— Start THE INPUT —

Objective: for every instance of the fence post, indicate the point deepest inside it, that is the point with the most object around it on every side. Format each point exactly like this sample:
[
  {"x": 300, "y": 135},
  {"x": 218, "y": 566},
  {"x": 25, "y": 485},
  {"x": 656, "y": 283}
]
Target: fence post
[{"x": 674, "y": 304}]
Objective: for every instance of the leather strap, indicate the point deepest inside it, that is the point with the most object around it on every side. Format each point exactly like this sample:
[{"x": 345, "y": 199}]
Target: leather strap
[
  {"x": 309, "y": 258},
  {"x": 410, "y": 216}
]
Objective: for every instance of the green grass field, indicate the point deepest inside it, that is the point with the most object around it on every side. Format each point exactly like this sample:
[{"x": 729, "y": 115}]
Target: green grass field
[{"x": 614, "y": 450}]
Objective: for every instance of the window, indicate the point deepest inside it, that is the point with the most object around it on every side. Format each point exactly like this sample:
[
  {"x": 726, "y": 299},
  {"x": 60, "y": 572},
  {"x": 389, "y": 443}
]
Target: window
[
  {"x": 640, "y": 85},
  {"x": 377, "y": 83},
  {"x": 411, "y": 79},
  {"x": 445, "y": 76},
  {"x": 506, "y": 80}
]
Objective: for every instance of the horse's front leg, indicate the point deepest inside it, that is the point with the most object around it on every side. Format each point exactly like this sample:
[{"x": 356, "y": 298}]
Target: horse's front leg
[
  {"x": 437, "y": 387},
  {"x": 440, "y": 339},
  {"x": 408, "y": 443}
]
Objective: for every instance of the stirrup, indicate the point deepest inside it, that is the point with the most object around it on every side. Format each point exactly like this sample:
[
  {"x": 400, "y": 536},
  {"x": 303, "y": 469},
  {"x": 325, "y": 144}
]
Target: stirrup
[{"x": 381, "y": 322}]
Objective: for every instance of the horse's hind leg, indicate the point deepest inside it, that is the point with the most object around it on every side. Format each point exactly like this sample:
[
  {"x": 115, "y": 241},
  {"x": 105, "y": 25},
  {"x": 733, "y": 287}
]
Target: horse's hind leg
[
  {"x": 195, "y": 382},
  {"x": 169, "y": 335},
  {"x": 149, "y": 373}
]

— End THE INPUT —

Please write out every row above word for word, keeping each character and line break unchanged.

SOLUTION TO THIS TASK =
Objective: for every instance of the fence post, indicate the point deepest inside it, that is the point with the most object around it on every side. Format each point exactly like this sample:
[
  {"x": 300, "y": 135},
  {"x": 218, "y": 566},
  {"x": 25, "y": 485},
  {"x": 656, "y": 283}
]
Target: fence post
[{"x": 674, "y": 304}]
Objective: for every instance of the leather strap, indicate the point deepest inside it, that is the point with the most object around it on every side. Format each point exactly like this sample:
[{"x": 345, "y": 199}]
Target: leather strap
[
  {"x": 309, "y": 258},
  {"x": 410, "y": 216}
]
Objective: for every instance of the green grass field, indicate the point deepest inside it, that is the point with the most object around it on every side. Format each point exactly like this sample:
[{"x": 729, "y": 115}]
Target: green grass field
[{"x": 614, "y": 450}]
Objective: for every instance of the window, indicate the point deepest inside it, that is the point with the most object around it on every side. Format each point exactly like this sample:
[
  {"x": 726, "y": 299},
  {"x": 60, "y": 572},
  {"x": 389, "y": 443}
]
Target: window
[
  {"x": 640, "y": 85},
  {"x": 377, "y": 83},
  {"x": 411, "y": 79},
  {"x": 445, "y": 76},
  {"x": 506, "y": 80}
]
Objective: for every instance of the horse's front leg, indicate the point deepest inside it, that is the point with the most object around it on every side. Format each point exactly like this sample:
[{"x": 356, "y": 298}]
Target: horse's front leg
[
  {"x": 437, "y": 387},
  {"x": 440, "y": 339},
  {"x": 408, "y": 443}
]
Objective: for every instance of the stirrup, indicate the point deepest inside it, that is the point with the most object around it on every side. Format each point exactly like this sample:
[
  {"x": 400, "y": 536},
  {"x": 303, "y": 469},
  {"x": 325, "y": 144}
]
Target: stirrup
[{"x": 381, "y": 322}]
Objective: for every instance of the horse's hind leg, indicate the point deepest inside it, that is the point with the most object around it on every side. Format each point exactly like this sample:
[
  {"x": 115, "y": 241},
  {"x": 105, "y": 25},
  {"x": 733, "y": 287}
]
Target: horse's hind leg
[
  {"x": 195, "y": 382},
  {"x": 169, "y": 335},
  {"x": 149, "y": 373}
]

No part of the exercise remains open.